__USING THE INFORMATION__.
1. Answer these questions about the article on the Dr Harold Moody plaque:
(a) On what day and at what time will the plaque be unveiled?
(b) How many other YMCA Club members formed the League of Coloured Peoples with Dr Moody?
(c) In what year did Dr Moody qualify as a doctor?
2. Pick up the article about the plaque honoring Dr Harold Moody after its last sentence and continue it.

__DOCUMENT EXTRACT__.
First British civil rights movement founded at YMCA Club

Dr Moody commemorative plaque held by Tom McDonnell, YMCA Club's Health and Fitness Advisor.

A blue commemorative plaque will be unveiled outside the YMCA Club on Wednesday 13th March at 1pm to honour Dr Harold Moody, the founder of Britain’s First Civil Rights Movement. Club members are welcome to attend the ceremony, which will be followed by refreshments on the Club balcony.

Dr Moody, a Jamaican-born physician, formed 'The League of Coloured Peoples' with 70 other YMCA Club members on 13th March 1931. The organisation, which primarily sought to establish racial equality around the world, also aimed to address the persecution of the Jews ahead of World War 2.

The YMCA has always prided itself on being an inclusive organisation and we are delighted to celebrate this important 88th anniversary. The ceremony will be addressed by the following key speakers:

Dr Jak Beula - CEO of Nubian Jak Community Trust, which produce commemorative plaques and educational / cultural products about the Afro-Caribbean community

Lord Mayor of Westminster - Councillor Lindsey Hall

Tracey Blackwood - Minister Counsellor for the Jamaica High Commission

Tony Warner - Founding Director of Black History Walks

Neil Flanagan MBE - Caribbean World War 2 veteran

Prof Dame Elizabeth Anionwu - Nursing Guru who helped set up UK’s first Sickle Cell Centre

Writer and broadcaster, Marc Wadsworth - Founder of the Anti-Racist Alliance which started the Stephen Lawrence campaign

A Poem will be read by Universal Poet, Raoul Dero

Rejected because of the colour of his skin

Dr Moody came to London in 1904 to study medicine at King's College. He was completely unprepared for the racism of Edwardian London. He found it difficult to find lodgings. Despite winning many prizes and qualifying as a doctor in 1910, he was denied a hospital job because the matron refused to “have a coloured doctor working at the hospital.” Although he was the best qualified candidate, he was also rejected for the post of Medical Officer for the Camberwell Board of Guardians.

__RAW DATA__.
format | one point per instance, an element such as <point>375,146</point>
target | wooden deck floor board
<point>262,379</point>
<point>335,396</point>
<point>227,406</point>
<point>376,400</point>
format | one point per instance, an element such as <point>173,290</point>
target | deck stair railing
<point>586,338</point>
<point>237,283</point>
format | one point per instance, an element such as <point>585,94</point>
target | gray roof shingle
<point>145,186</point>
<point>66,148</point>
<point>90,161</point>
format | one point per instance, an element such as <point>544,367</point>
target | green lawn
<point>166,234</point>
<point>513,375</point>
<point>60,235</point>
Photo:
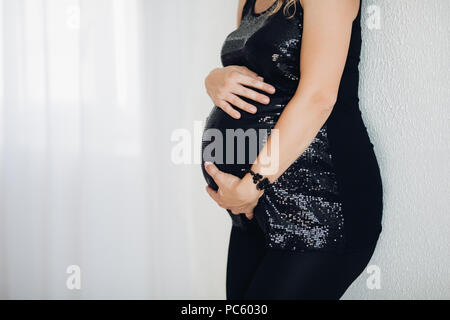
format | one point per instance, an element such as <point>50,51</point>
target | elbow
<point>323,100</point>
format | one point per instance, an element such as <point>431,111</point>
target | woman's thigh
<point>245,253</point>
<point>306,275</point>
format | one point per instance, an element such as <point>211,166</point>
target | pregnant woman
<point>287,153</point>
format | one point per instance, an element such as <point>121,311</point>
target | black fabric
<point>257,273</point>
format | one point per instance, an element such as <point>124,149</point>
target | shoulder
<point>241,6</point>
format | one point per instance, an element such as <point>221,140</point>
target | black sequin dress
<point>330,198</point>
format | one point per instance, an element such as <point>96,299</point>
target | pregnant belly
<point>233,144</point>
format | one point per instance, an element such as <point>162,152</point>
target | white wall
<point>405,98</point>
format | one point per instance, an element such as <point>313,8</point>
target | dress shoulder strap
<point>247,7</point>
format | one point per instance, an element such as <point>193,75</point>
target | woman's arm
<point>226,86</point>
<point>326,36</point>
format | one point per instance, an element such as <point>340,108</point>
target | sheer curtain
<point>90,94</point>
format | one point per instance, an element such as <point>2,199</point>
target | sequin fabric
<point>302,210</point>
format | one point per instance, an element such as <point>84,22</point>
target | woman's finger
<point>228,109</point>
<point>257,84</point>
<point>248,72</point>
<point>251,94</point>
<point>249,216</point>
<point>241,104</point>
<point>217,175</point>
<point>213,194</point>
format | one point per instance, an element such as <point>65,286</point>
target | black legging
<point>254,272</point>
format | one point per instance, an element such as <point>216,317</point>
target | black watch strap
<point>261,182</point>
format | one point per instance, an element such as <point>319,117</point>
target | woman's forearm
<point>295,130</point>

__RESPONSE LIST__.
1.
(a) Wednesday 13th March at 1pm
(b) 70
(c) 1910

2.
Dr Jak Beula, CEO of Nubian Jak Community Trust says: 

"Before the colour bar (racial segregation) was disbanded in the UK, before the British Race Relations Act was instituted and amended, before the Commission for Racially Equality was formed, there was an organisation in Britain founded by Dr Harold Moody which fought for the civil rights of people of colour. That organisation was the League of Coloured People founded by Dr Harold Moody at Central YMCA in 1931.”

Recognition at last

The main aims of the League of Coloured People were:

  • To protect the social, educational, economic and political interests of its members
  • To interest members in the welfare of black peoples all over the world
  • To improve race relations
  • To work with organisations sympathetic to black people

Two years after its formation, the League of Coloured Peoples, began to publish its own journal called 'The Keys'. It became a powerful medium which discussed racial segregation, work place prejudice, the ill-treatment of black nurses and discrimination against black children during the evacuation of World War 2.

The League folded after the death of Dr Moody in 1947, but not before taking its place as Britain’s first civil rights movement of the 20th century. Tony Warner, Founding Director of Black History Walks, feels it’s about time that Dr Harold Moody was recognised for his work:

"Dr Harold Moody was doing the same thing that Dr Martin Luther King was doing - but 30 years earlier and in London, as opposed to America - so why is he not better known here? Our Black History walks, bus tours and river cruises address that imbalance."